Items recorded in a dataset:

★ ★ ★ ★ ★

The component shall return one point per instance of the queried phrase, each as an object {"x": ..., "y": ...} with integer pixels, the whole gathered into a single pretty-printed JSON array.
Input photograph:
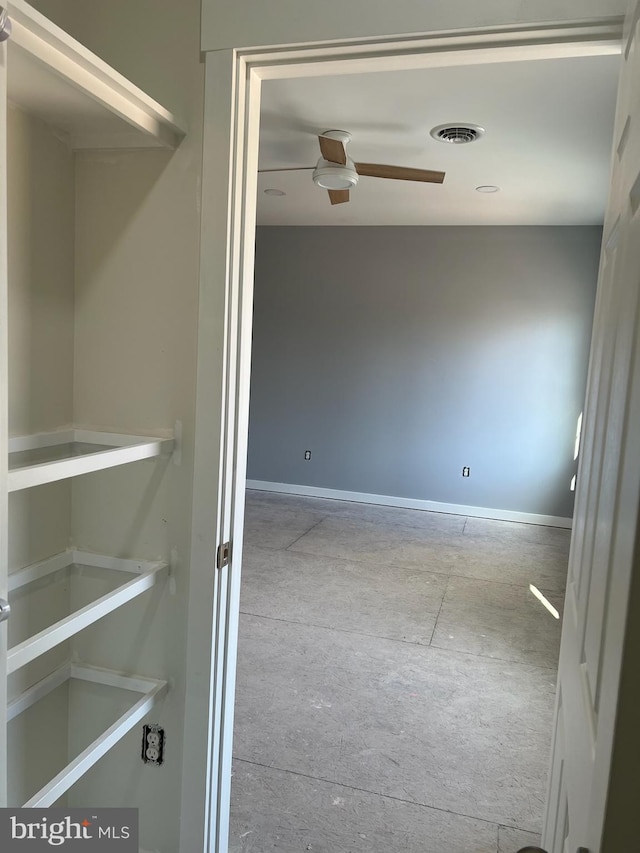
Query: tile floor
[{"x": 396, "y": 679}]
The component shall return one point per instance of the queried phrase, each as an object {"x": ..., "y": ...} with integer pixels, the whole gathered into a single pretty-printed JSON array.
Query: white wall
[
  {"x": 40, "y": 305},
  {"x": 245, "y": 23},
  {"x": 134, "y": 336}
]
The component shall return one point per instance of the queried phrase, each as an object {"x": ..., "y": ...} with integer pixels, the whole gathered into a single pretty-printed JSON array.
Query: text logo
[{"x": 37, "y": 830}]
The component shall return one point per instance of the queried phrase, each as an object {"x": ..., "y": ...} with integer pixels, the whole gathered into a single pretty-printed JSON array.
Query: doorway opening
[{"x": 247, "y": 264}]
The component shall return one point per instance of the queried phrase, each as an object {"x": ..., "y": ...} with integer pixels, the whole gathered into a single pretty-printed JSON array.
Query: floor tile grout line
[
  {"x": 313, "y": 526},
  {"x": 395, "y": 640},
  {"x": 352, "y": 559},
  {"x": 376, "y": 793},
  {"x": 435, "y": 624}
]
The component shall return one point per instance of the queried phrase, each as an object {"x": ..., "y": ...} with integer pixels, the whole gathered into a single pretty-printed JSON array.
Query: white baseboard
[{"x": 410, "y": 503}]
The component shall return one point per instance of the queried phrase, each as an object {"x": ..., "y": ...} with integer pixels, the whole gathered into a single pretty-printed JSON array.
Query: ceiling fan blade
[
  {"x": 288, "y": 169},
  {"x": 338, "y": 196},
  {"x": 400, "y": 173},
  {"x": 333, "y": 150}
]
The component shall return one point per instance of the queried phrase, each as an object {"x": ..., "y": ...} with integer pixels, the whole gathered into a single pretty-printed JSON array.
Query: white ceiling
[{"x": 549, "y": 126}]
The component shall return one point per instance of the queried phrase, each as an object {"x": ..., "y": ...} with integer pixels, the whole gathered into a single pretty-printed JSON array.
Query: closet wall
[{"x": 103, "y": 255}]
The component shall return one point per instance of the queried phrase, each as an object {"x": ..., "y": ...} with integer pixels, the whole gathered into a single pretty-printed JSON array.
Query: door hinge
[
  {"x": 223, "y": 555},
  {"x": 5, "y": 24},
  {"x": 5, "y": 609}
]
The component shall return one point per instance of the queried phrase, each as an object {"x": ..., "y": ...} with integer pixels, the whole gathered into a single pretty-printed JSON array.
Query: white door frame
[{"x": 232, "y": 115}]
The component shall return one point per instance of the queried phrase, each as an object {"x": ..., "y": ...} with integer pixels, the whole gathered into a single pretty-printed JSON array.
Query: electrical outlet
[{"x": 153, "y": 745}]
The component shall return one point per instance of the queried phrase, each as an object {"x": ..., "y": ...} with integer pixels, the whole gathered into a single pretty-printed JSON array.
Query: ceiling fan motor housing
[{"x": 334, "y": 176}]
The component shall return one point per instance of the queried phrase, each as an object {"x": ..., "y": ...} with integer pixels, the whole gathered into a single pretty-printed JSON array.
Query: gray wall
[{"x": 398, "y": 355}]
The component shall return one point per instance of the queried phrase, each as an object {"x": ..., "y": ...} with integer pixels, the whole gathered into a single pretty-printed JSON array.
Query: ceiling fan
[{"x": 336, "y": 172}]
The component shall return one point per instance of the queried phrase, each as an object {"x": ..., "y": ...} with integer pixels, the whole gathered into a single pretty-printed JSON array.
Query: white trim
[
  {"x": 411, "y": 503},
  {"x": 152, "y": 690},
  {"x": 119, "y": 449},
  {"x": 73, "y": 67},
  {"x": 148, "y": 575}
]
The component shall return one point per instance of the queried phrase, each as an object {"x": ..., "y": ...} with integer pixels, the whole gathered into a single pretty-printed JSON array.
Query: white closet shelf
[
  {"x": 47, "y": 457},
  {"x": 146, "y": 575},
  {"x": 54, "y": 77},
  {"x": 152, "y": 692}
]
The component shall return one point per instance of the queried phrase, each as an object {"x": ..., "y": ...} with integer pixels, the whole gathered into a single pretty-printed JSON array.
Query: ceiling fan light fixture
[{"x": 333, "y": 176}]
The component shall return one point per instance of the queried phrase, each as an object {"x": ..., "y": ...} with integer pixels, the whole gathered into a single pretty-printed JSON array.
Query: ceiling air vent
[{"x": 457, "y": 134}]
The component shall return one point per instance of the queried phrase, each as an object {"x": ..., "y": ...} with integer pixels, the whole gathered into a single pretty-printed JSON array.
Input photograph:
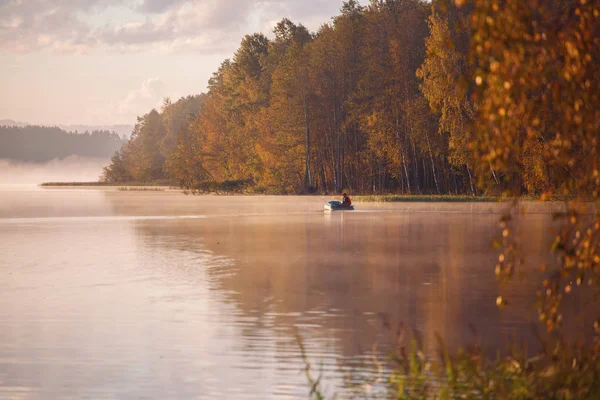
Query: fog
[{"x": 72, "y": 168}]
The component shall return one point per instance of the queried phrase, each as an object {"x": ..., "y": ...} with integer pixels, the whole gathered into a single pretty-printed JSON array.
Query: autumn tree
[{"x": 538, "y": 98}]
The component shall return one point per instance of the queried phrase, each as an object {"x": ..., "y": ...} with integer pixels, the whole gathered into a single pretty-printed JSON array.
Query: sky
[{"x": 109, "y": 61}]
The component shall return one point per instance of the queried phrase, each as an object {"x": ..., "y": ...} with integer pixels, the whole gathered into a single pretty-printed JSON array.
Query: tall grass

★ ★ ★ ★ ★

Locate each line in the entries above that contains the word "tile" and copy it out in full. Case counts.

__SOLUTION__:
Query: tile floor
Query: floor tile grout line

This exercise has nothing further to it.